> [Source passage]
☆ ☆ ☆ ☆ ☆ ☆ ☆

The rupee's depreciation against the US dollar continues and on Tuesday, it breached 71.50 mark, tracking a fall across emerging market (EM) currencies. The rupee closed at 71.57 to the dollar, down 36 paise over Monday's close and analysts don't see a respite soon.
“The rupee continues to make a new record low on account of crisis in the emerging market currencies. There are talks of rupee moving towards 72-73 level, hence there is lot of speculative dollar buying in the market, which is driving the currency lower every day,” said Rushabh Maru, research analyst at Anand Rathi Shares and Stock Brokers.
The ongoing trade tensions between the US and China, who have slapped higher tariffs against each other's imports continues to weigh on EMs. Further, rising interest rates in the US have only strengthened the greenback as investors pull out money from EMs including India.
“Rising US interest rates and increasing global risk aversion towards emerging-market assets are generating capital outflows and exerting downward pressure on most Asian currencies, particularly the Indonesian rupiah and Indian rupee. Recent sell-offs in Indian and Indonesian currency markets underline their sensitivity to shifts in global sentiment, and suggest further bouts of pressure are likely as global monetary tightening progresses,” ratings agency Fitch said.
Trade tensions between the US and China have added to market jitters and pose downside risks to growth, it added.
For countries like India, which import a major portion of their crude oil requirements, rising prices also put pressure on their current account deficit.
Falling exports of crude oil from Iran in the wake of renewed US sanctions have put pressure on crude oil prices. On Monday, brent crude oil prices had topped $79 a barrel while the US light crude also rose. India imports close to 80 per cent of its crude oil requirements, so any increase in prices will hurt.

☆ ☆ ☆ ☆ ☆ ☆ ☆

> [Extracted material]
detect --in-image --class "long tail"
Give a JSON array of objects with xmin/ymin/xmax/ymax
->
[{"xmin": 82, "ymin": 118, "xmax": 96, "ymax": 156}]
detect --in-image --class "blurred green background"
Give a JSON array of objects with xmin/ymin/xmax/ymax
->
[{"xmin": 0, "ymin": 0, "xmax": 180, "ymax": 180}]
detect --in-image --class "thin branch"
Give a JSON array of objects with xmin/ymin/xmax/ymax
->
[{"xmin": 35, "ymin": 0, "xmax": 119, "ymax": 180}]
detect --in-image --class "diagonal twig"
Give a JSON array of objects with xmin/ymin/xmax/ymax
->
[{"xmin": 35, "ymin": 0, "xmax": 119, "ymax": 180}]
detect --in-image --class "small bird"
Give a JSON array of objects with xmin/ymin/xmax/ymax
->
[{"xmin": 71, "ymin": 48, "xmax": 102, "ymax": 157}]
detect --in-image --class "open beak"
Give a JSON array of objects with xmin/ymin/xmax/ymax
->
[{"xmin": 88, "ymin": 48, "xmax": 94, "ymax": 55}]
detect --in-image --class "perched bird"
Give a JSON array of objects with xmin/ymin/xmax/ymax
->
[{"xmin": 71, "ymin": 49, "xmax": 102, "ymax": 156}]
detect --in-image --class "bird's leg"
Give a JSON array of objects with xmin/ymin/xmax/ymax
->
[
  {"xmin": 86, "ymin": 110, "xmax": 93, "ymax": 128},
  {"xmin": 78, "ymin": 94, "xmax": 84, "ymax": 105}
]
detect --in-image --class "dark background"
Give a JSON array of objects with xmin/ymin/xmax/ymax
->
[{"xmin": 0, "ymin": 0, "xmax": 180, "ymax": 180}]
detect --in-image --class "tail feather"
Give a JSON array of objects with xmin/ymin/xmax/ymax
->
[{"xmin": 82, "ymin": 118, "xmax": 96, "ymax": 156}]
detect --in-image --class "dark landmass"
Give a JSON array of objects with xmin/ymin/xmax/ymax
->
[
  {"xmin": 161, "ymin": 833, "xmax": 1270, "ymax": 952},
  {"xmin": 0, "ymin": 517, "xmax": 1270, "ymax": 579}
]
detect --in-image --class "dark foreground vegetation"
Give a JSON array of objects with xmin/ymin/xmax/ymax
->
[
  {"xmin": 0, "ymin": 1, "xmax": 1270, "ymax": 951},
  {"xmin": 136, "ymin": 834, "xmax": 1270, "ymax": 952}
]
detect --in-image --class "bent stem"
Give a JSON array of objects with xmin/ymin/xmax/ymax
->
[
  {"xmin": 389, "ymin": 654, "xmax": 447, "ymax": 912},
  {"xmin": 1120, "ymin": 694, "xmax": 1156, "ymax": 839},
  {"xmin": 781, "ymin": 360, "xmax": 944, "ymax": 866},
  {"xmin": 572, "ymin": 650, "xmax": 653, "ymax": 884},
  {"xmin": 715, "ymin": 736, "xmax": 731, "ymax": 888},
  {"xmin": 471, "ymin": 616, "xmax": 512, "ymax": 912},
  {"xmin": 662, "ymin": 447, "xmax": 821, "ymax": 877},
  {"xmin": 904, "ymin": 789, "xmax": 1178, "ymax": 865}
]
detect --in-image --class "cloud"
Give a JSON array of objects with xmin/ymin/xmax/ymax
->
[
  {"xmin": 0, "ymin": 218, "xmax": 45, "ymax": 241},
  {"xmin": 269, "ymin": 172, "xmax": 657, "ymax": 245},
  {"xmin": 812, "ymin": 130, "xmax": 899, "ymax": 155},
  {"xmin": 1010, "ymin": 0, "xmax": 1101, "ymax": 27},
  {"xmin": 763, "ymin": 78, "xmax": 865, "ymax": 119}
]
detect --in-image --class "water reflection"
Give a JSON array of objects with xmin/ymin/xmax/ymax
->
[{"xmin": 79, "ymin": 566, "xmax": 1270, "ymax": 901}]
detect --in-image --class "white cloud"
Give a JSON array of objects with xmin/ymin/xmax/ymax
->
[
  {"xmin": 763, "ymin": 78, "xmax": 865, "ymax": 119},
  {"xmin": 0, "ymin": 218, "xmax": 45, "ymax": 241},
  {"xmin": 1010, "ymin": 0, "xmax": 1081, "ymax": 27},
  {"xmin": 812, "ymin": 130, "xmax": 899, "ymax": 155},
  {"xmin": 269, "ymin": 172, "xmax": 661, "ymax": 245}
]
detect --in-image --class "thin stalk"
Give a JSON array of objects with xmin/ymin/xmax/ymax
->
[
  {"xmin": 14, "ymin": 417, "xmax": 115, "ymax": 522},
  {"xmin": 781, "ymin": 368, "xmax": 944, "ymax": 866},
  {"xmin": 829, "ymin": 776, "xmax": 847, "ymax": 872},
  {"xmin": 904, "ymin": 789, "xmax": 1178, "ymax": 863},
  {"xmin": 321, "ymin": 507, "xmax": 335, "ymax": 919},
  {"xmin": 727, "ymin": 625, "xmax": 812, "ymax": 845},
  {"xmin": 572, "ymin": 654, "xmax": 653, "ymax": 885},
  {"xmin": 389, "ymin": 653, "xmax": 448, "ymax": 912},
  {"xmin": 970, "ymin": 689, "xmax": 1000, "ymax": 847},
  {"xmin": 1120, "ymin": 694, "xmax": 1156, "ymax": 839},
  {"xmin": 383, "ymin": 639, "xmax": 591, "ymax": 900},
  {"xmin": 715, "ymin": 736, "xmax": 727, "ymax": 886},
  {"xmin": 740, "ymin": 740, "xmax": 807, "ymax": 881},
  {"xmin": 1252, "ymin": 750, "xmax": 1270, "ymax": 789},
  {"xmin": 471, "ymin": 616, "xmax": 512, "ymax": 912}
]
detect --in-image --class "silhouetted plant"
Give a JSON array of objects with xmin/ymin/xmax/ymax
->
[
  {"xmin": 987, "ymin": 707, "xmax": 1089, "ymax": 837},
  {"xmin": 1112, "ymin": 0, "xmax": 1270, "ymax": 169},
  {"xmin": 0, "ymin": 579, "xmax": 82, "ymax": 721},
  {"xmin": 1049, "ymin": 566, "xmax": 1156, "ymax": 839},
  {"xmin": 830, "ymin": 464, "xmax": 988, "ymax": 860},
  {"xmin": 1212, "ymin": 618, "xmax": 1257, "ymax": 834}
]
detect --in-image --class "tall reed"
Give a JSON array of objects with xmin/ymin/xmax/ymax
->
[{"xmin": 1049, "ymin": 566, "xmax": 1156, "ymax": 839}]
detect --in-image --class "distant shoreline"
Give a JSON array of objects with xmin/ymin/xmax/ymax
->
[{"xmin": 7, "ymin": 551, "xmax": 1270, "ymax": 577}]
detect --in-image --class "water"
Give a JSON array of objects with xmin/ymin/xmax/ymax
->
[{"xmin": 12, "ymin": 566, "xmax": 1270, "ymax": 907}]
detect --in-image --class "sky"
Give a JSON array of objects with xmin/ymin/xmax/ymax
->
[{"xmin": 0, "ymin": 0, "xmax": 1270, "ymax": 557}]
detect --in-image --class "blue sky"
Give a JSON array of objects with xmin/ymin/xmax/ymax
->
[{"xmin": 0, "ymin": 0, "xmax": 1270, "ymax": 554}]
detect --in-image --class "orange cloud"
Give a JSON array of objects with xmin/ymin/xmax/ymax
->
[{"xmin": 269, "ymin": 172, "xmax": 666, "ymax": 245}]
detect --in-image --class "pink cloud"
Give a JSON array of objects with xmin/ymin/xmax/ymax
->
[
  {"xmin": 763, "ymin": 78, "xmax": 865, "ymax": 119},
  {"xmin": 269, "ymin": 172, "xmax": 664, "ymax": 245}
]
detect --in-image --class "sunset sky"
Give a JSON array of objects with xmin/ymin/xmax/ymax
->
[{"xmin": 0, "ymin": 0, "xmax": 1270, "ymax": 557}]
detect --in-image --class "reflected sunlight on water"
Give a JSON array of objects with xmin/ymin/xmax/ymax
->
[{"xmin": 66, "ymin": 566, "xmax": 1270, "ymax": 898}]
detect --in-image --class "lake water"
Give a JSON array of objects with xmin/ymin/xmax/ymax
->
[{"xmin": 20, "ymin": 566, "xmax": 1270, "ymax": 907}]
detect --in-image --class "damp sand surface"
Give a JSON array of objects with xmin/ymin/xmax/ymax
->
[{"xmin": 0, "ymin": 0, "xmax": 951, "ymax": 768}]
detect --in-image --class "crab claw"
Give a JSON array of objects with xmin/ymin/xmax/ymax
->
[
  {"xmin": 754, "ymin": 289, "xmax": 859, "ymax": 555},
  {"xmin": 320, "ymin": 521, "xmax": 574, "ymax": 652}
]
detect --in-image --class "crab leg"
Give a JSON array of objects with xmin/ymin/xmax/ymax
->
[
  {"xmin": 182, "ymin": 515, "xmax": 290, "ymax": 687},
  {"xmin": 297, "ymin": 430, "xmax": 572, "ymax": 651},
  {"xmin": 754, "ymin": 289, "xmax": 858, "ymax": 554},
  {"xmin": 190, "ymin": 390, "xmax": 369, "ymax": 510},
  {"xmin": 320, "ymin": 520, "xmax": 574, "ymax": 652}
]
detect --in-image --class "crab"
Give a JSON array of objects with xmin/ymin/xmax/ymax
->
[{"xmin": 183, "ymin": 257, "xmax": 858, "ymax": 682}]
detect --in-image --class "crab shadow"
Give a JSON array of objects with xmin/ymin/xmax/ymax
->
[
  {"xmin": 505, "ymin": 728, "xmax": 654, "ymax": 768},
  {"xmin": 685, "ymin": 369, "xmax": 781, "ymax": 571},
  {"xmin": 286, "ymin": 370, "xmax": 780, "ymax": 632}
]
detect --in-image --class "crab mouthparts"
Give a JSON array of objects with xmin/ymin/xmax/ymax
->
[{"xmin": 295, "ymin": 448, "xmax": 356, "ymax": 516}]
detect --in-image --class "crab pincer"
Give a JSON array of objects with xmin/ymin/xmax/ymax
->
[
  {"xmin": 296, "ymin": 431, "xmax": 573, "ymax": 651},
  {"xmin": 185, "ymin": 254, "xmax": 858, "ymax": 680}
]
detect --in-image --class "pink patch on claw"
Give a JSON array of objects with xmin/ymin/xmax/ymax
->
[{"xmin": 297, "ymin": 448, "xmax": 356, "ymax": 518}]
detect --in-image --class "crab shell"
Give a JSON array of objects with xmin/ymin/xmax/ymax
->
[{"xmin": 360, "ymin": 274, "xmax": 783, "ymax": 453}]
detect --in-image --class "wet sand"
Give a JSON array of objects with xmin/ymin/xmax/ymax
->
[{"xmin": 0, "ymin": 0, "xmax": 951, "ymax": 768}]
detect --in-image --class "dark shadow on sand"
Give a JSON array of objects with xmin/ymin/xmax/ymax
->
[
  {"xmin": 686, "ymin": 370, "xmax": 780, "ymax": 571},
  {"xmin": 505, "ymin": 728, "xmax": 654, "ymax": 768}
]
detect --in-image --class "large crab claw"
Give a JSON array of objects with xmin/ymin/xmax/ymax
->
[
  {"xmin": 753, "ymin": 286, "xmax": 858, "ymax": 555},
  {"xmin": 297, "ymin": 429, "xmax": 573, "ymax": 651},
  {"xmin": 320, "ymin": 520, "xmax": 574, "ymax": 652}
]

☆ ☆ ☆ ☆ ☆ ☆ ☆

> [Jobs]
**1)** According to the rupee article, at what level did the rupee close against the dollar on Tuesday?
**2)** For each statement, say whether it agrees with the rupee article, and quote the words that decide it.
(a) The rupee closed down 36 paise from Monday's close.
(b) India imports close to half of its crude oil requirements.
(c) On Monday, brent crude oil prices topped $79 a barrel.
**3)** Reproduce the part of the rupee article starting with "For countries like" and going on through "current account deficit.".
Answer from the rupee article alone.

> [The results]
**1)** 71.57 to the dollar.

**2)**
(a) Yes: "down 36 paise over Monday's close"
(b) No: "India imports close to 80 per cent of its crude oil requirements"
(c) Yes: "On Monday, brent crude oil prices had topped $79 a barrel"

**3)**
For countries like India, which import a major portion of their crude oil requirements, rising prices also put pressure on their current account deficit.